Problem 1 -
From the WhatsApp gateway bug report, list every item in its Environment section along with its value.

[Bug]: WhatsApp gateway flapping — status 499 reconnect cascade with aggressive heartbeat timeout

## Description

The WhatsApp gateway enters a recurring flapping loop where status 499 disconnects trigger a heartbeat-timeout → reconnect → 499 cascade that lasts 20-60 minutes before self-healing.

## Environment
- **OS:** Windows 11, x64
- **OpenClaw:** v2026.4.3 (49936f6)
- **Node.js:** v24.12.0
- **Connection:** WhatsApp Multi-Device (Web)

## Observed Pattern

Every ~60 seconds:
1. `web-heartbeat`: detects message timeout (`minutesSinceLastMessage` increments each cycle)
2. Forces reconnect
3. WhatsApp responds with **status 499** (server-side disconnect)

Data for processing -
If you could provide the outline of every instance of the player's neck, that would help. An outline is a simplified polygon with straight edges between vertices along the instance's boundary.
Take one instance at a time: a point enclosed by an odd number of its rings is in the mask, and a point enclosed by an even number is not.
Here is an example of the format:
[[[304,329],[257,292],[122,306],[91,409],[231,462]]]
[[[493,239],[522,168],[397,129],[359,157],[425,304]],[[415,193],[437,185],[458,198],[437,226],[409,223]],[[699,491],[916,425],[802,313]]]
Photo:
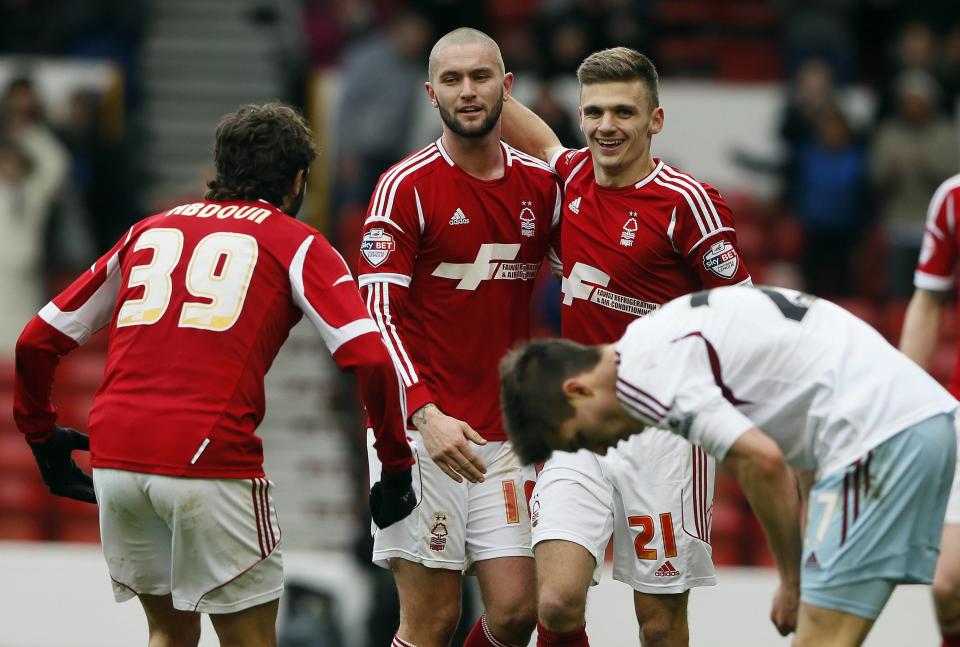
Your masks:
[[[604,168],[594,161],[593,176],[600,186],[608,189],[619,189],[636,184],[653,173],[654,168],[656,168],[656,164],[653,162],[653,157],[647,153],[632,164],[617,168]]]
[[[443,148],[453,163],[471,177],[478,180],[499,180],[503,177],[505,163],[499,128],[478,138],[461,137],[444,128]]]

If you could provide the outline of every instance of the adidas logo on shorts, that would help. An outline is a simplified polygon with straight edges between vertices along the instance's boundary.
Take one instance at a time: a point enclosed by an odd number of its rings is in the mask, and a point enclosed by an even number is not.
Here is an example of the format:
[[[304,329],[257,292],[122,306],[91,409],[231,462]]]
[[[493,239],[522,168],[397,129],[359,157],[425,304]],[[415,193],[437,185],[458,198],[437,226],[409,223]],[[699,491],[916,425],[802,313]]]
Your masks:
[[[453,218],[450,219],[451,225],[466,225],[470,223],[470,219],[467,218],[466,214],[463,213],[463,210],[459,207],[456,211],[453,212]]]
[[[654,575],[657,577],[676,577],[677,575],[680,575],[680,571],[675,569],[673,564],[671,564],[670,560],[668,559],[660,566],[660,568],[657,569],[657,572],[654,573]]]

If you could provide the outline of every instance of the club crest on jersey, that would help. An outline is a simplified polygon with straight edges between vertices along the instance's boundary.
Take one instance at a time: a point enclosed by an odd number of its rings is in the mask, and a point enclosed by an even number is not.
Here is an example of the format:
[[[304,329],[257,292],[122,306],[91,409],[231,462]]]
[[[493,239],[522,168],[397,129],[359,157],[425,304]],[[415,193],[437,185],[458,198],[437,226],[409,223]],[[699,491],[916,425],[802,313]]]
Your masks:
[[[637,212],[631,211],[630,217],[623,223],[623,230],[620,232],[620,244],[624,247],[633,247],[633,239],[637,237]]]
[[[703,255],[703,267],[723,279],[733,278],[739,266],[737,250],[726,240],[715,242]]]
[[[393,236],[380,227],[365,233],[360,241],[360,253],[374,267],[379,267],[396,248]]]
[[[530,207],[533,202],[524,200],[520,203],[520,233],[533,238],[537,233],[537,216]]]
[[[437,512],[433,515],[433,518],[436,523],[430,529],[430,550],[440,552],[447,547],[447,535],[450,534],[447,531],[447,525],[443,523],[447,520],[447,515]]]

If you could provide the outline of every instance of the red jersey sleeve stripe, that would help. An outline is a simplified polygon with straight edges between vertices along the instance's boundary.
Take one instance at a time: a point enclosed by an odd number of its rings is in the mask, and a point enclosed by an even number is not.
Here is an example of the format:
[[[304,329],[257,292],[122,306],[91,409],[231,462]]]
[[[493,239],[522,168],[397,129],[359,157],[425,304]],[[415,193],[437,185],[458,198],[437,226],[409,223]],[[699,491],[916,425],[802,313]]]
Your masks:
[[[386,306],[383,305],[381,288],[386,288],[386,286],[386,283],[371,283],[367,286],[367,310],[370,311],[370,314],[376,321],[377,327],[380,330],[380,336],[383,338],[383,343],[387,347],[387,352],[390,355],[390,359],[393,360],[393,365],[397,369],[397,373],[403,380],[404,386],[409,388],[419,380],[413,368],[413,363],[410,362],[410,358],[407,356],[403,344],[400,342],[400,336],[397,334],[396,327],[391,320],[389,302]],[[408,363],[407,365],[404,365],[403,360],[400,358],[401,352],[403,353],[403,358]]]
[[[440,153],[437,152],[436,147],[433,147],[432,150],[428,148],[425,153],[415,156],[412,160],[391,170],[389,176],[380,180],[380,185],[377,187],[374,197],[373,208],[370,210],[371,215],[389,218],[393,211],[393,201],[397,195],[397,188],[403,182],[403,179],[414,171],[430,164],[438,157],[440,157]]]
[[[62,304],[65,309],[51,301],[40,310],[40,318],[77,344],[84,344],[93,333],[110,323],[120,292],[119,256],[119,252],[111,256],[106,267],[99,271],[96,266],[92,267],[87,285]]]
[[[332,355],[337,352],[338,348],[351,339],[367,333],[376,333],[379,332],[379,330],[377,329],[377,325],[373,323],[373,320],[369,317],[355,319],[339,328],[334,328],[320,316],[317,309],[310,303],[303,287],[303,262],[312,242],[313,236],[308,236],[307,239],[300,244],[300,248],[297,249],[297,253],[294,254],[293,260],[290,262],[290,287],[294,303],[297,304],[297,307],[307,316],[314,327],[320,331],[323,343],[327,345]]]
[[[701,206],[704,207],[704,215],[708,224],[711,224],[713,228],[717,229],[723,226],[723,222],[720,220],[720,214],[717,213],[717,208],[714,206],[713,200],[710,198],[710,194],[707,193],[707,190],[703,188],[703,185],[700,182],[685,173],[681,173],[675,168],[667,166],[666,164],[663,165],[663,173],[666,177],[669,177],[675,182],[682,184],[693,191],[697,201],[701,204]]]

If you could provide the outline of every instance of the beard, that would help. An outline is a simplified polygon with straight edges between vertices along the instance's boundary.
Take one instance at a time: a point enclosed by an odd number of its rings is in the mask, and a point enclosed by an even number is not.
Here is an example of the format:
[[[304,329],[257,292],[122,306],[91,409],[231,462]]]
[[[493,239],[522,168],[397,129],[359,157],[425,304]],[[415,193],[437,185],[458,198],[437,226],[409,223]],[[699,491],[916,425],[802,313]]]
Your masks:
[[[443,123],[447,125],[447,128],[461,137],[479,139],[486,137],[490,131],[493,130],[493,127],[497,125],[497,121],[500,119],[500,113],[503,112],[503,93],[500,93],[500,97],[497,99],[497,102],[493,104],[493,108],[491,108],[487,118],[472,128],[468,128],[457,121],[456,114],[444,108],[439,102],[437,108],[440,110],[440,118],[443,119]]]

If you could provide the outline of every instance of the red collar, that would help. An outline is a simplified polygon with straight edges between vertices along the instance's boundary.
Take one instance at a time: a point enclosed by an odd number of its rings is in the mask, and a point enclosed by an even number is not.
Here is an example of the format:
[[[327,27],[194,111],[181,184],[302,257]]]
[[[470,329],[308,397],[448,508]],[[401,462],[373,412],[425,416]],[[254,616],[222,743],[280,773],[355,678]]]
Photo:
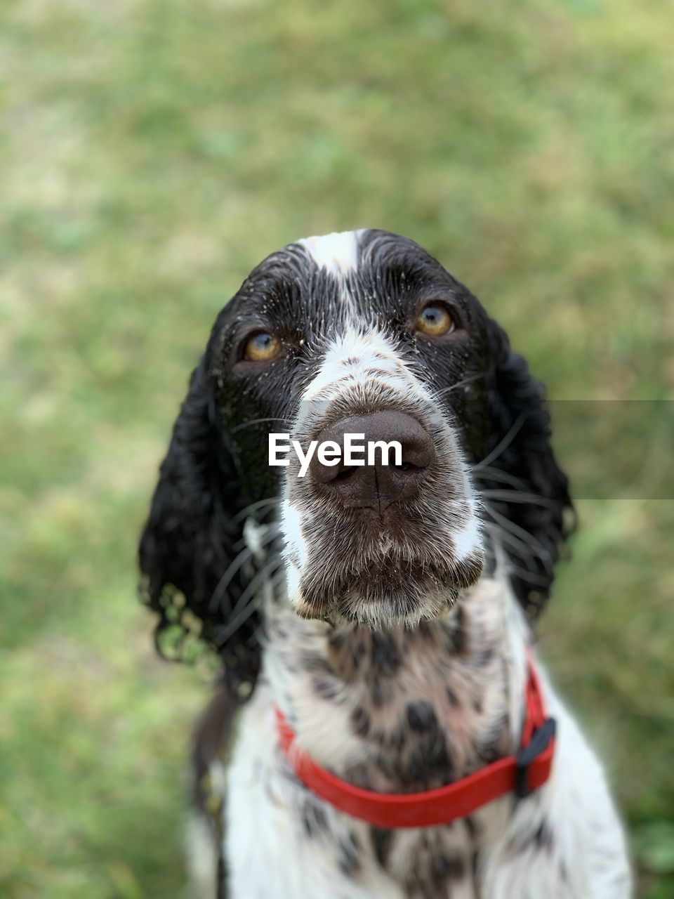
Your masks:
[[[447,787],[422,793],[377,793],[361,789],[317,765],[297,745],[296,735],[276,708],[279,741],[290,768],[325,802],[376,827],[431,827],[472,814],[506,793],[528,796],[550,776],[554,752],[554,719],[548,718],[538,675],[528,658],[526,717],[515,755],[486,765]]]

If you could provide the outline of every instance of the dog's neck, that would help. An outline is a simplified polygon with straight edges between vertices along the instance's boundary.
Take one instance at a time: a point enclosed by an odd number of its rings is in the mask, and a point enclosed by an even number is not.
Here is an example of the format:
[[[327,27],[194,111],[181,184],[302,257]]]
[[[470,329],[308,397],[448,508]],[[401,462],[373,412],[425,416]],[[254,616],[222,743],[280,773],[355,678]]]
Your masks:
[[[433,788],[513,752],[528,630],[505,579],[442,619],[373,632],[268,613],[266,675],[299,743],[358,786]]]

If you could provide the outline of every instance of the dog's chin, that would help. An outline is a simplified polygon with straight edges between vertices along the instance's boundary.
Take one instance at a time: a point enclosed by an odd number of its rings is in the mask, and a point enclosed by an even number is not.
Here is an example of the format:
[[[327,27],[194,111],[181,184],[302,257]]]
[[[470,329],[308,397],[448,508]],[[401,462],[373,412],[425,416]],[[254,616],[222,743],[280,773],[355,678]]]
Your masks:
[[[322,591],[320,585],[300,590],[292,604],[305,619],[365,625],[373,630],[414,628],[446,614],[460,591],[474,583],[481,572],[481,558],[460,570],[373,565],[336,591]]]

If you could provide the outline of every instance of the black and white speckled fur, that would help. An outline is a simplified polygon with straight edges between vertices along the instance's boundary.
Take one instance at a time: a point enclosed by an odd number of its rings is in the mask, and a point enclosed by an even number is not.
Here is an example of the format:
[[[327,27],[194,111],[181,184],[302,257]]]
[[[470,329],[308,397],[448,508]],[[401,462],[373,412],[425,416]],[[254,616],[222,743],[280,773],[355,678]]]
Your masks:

Problem 2 -
In the entries, begin at the line that has "dog's chin, that" and stop after the final line of the entries, rewriting those lines in full with the requests included. Scale each outline coordinate in the answers by 1.45 and round to whole numbers, halves going up.

Worked solution 1 -
- OS: Windows 11, x64
- OpenClaw: v2026.4.3 (49936f6)
- Node.js: v24.12.0
- Connection: WhatsApp Multi-Device (Web)

Worked solution 2 -
If you could provide the outline of every instance of the dog's chin, that would help. An outline is a simplified polygon with straight edges between vertices along the instance's boundary.
Take one instance at a time: a point enclosed by an odd number of its rings is in the mask, and a point enclosed by an even number is not.
Here is an example of the format:
[[[327,27],[194,111],[181,184],[302,257]]]
[[[470,329],[308,397],[448,508]],[[401,462],[373,412],[425,416]],[[254,616],[222,743],[280,773],[355,678]]]
Your masks:
[[[467,857],[464,848],[435,856],[423,876],[442,898],[529,906],[541,914],[600,911],[647,890],[667,857],[687,845],[697,829],[697,809],[667,827],[541,819],[487,857]]]

If you could provide the outline of every instance of the black and white speckled fur, that would help. An outline is a simplified polygon with straight edges between vertices along the instance's boundary.
Take one instance at a time: a point enclosed by an odd number of its rings is in the mask, and a point enclosed by an even number is not.
Here is an example of the format:
[[[327,27],[194,111],[181,184],[302,257]]]
[[[470,329],[308,397],[448,508]],[[401,462],[373,412],[425,416]],[[254,616],[222,743],[280,773],[355,678]]]
Your masks:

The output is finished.